* TASK TO CARRY OUT *
Print word for word the lines below, starting with the line that contains "Task: point to the bare" and going on through the line that contains "Query: bare branch", both of those lines included.

___

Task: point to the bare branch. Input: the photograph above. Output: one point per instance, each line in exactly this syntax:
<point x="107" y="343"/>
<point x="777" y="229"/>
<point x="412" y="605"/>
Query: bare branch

___

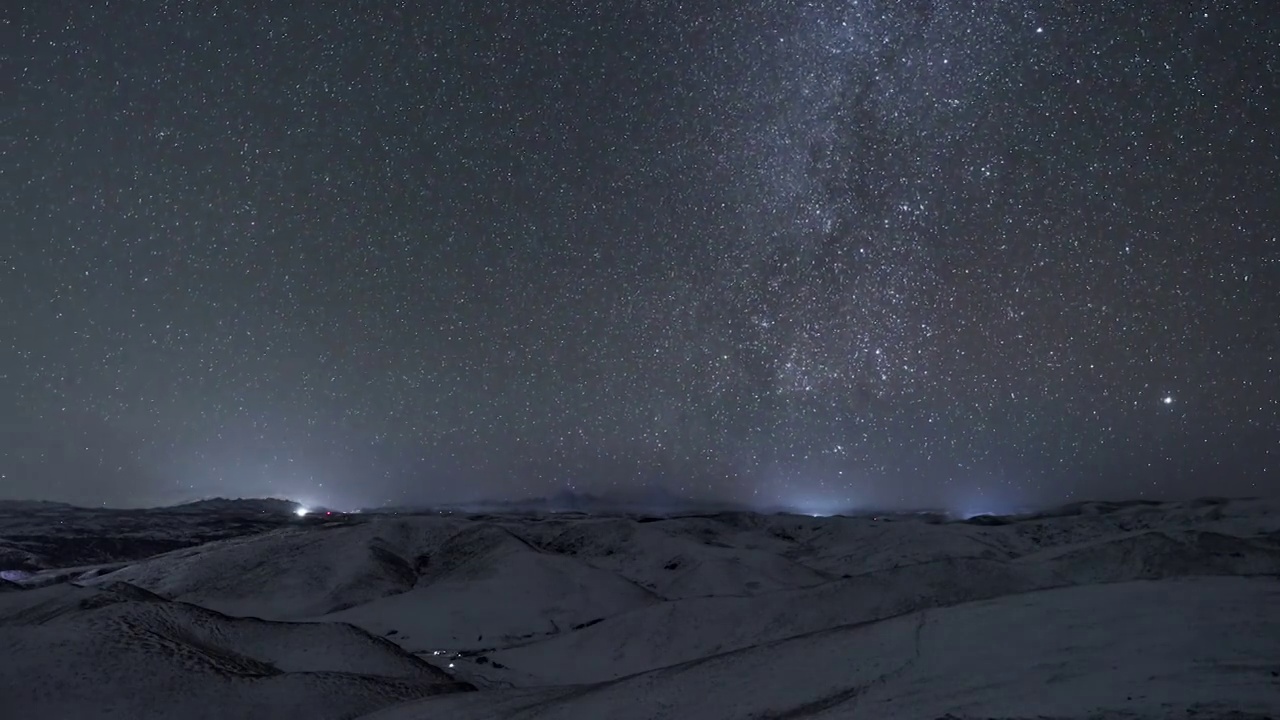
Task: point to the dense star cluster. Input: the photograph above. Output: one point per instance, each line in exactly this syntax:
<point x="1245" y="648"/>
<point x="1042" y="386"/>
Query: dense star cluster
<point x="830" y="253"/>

___

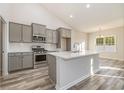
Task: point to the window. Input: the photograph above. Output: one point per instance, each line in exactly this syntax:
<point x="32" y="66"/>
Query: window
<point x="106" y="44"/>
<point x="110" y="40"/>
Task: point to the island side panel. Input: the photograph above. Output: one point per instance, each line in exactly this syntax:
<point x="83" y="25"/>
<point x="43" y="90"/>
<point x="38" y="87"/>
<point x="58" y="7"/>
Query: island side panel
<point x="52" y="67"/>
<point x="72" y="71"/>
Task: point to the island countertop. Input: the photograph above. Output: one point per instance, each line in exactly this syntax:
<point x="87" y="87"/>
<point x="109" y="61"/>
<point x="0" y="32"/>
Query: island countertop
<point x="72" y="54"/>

___

* ANSWER TO THIS TASK *
Task: point to the bare branch. Input: the photograph above. Output: one point per instance, each line in exactly this syntax:
<point x="107" y="343"/>
<point x="777" y="229"/>
<point x="412" y="605"/>
Query: bare branch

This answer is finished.